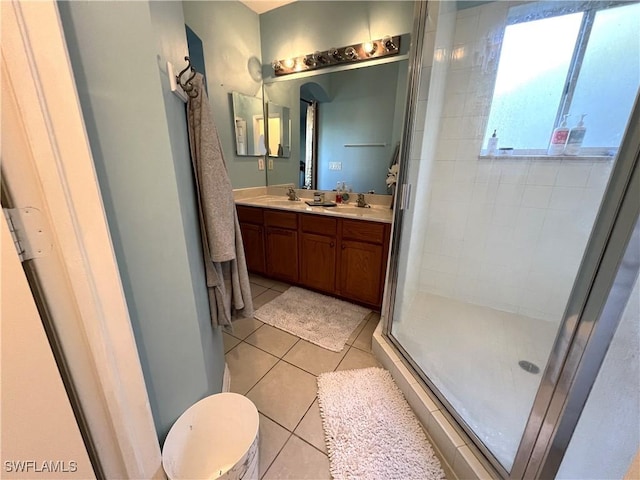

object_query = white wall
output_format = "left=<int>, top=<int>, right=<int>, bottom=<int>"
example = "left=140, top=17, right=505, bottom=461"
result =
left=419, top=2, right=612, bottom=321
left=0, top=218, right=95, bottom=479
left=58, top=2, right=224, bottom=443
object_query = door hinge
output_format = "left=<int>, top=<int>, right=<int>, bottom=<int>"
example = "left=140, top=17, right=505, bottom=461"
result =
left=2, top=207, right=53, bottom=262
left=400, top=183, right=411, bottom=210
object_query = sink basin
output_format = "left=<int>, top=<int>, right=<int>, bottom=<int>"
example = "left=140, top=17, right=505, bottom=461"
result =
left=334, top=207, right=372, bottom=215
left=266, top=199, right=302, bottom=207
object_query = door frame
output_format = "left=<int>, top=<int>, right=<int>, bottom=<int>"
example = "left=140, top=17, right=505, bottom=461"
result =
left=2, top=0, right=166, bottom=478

### [GIVEN PROBLEM]
Reproduce every line of the rows above, request lines included, but leave out the pictures. Rescale each bounding-box coordinate under "result =" by multiplying it by 0.8 and rounding to a whole number, halves up, and keep every other number unchanged.

### [EXERCISE RESPONSE]
object_query = white wall
output_format = "left=<int>, top=<int>, right=<int>, bottom=<int>"
example = "left=140, top=17, right=505, bottom=461"
result =
left=335, top=2, right=490, bottom=257
left=0, top=174, right=76, bottom=383
left=46, top=2, right=179, bottom=354
object_query = door hinge
output_format = "left=<int>, top=<int>, right=<int>, bottom=<int>"
example = "left=140, top=17, right=505, bottom=461"
result =
left=2, top=166, right=42, bottom=210
left=320, top=146, right=329, bottom=168
object_query = sink basin
output_format = "left=<int>, top=<int>, right=<int>, bottom=<int>"
example = "left=140, top=17, right=505, bottom=461"
result =
left=267, top=166, right=298, bottom=172
left=213, top=159, right=242, bottom=166
object_query = door frame
output_format = "left=<int>, top=<int>, right=<int>, bottom=<int>"
example = "left=140, top=17, right=505, bottom=461"
result =
left=2, top=0, right=133, bottom=382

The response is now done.